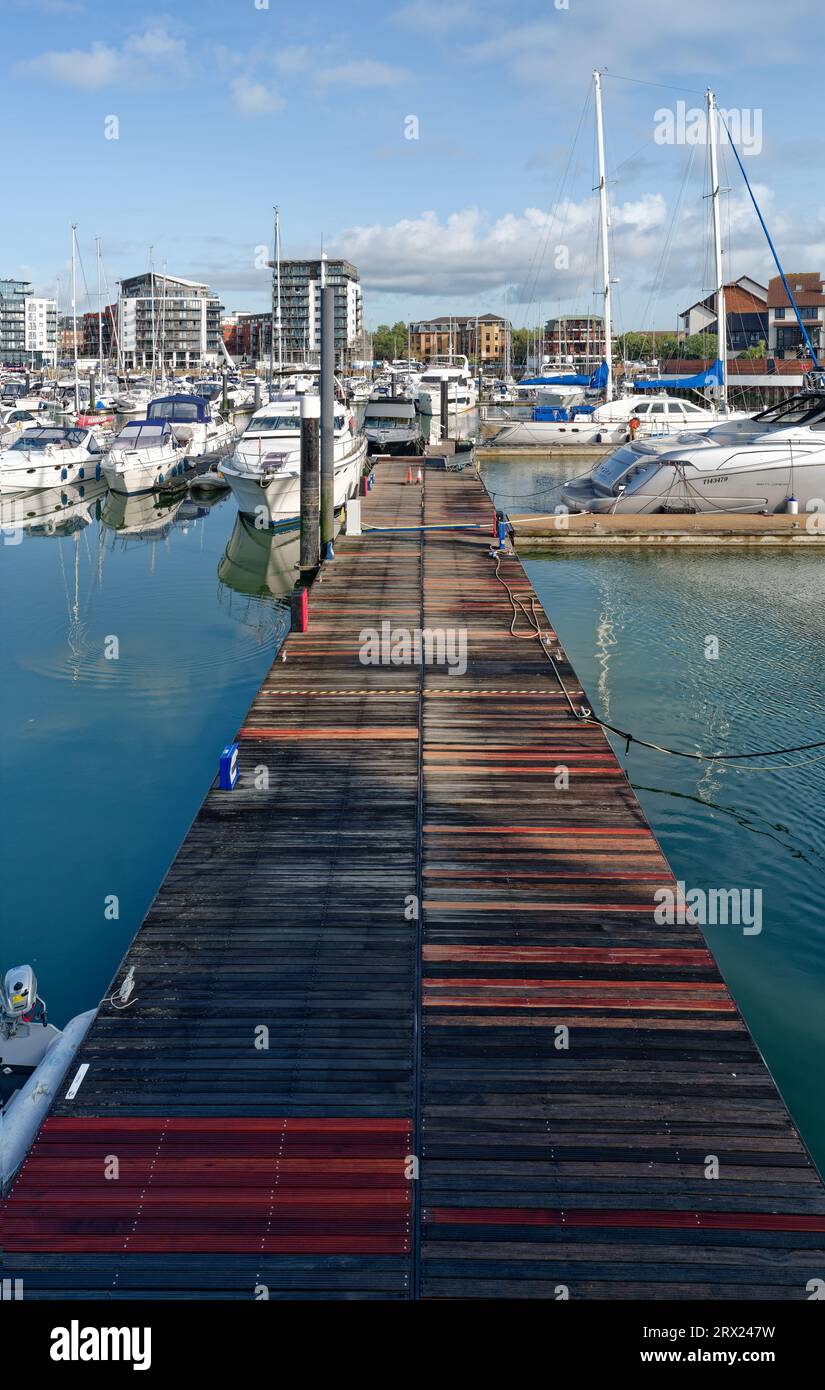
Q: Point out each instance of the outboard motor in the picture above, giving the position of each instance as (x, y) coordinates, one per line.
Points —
(20, 1001)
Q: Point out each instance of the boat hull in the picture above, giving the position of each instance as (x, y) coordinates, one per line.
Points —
(746, 489)
(272, 499)
(134, 474)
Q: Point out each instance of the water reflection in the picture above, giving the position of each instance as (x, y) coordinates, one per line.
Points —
(259, 562)
(52, 512)
(145, 516)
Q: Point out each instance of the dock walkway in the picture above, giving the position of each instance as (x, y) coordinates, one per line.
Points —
(515, 1091)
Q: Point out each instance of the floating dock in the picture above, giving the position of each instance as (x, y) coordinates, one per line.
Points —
(403, 1023)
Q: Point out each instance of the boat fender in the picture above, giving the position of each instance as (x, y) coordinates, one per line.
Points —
(27, 1108)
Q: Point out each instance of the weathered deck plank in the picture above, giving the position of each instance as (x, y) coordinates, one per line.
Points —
(543, 1166)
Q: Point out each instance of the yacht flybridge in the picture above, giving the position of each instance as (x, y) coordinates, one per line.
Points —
(392, 424)
(461, 394)
(759, 463)
(146, 455)
(264, 471)
(47, 455)
(195, 423)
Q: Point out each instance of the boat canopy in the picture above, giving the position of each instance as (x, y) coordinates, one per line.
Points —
(179, 409)
(710, 377)
(596, 381)
(139, 432)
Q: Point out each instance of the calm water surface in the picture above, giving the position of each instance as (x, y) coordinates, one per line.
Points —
(635, 626)
(104, 762)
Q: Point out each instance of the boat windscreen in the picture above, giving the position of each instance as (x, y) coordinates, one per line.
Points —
(42, 438)
(138, 435)
(274, 424)
(799, 410)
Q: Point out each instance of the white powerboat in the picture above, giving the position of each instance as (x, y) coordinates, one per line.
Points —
(392, 424)
(146, 455)
(135, 398)
(461, 391)
(195, 423)
(14, 421)
(264, 471)
(49, 455)
(613, 421)
(52, 512)
(757, 463)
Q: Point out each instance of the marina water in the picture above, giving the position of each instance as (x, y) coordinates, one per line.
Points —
(635, 623)
(107, 759)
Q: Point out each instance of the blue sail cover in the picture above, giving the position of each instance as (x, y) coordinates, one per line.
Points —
(596, 382)
(711, 377)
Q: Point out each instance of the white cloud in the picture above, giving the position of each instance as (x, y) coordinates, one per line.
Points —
(432, 17)
(697, 38)
(139, 56)
(361, 72)
(256, 97)
(470, 256)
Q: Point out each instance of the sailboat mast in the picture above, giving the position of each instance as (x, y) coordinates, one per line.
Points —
(99, 312)
(75, 317)
(603, 223)
(153, 327)
(718, 271)
(278, 320)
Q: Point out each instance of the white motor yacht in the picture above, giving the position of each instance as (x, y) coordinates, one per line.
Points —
(49, 455)
(14, 421)
(613, 421)
(461, 391)
(264, 471)
(146, 455)
(764, 463)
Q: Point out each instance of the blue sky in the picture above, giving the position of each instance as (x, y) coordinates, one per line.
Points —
(225, 107)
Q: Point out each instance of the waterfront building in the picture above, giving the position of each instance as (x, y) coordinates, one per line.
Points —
(164, 317)
(28, 325)
(300, 309)
(575, 338)
(785, 335)
(746, 309)
(484, 338)
(89, 332)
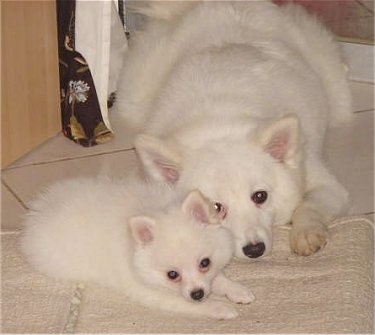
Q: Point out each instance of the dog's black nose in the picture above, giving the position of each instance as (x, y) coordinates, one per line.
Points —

□ □ □ □

◆ **Exercise goal**
Look through the entries above and quote exactly the lines from the line with "Q: Point out each instance of the boat windscreen" to the line with "Q: Point out each instance of the sailboat", counting both of those lines.

◆ **Expected output**
Q: Point out each instance of the boat windscreen in the picture above, giving the position of each instance as (x, y) coordinates, one per line.
Points —
(42, 438)
(138, 435)
(274, 424)
(799, 410)
Q: Point out each instance of the white powerboat in the picture above, giving the position of each instance as (x, y) coordinates, one per line.
Points —
(392, 424)
(146, 455)
(135, 398)
(461, 391)
(195, 423)
(14, 421)
(264, 471)
(49, 455)
(613, 421)
(52, 512)
(757, 463)
Q: Point out each instance of the marina water in the picture above, giving the position of each instance as (x, y) coordinates, one per line.
Points —
(635, 623)
(107, 759)
Q: Point out each instance of the blue sail cover in the picture above, giving the position of each instance as (x, y) coordinates, one per line.
Points —
(596, 382)
(711, 377)
Q: Point out each instance of the white cloud in the picture above, giving the position of each instance as (x, y) coordinates, one per line.
Points —
(432, 17)
(697, 38)
(139, 56)
(361, 72)
(256, 97)
(470, 256)
Q: Point out each instance of the sailboat mast in the picture above, giving the position of each instance as (x, y) coordinates, one per line.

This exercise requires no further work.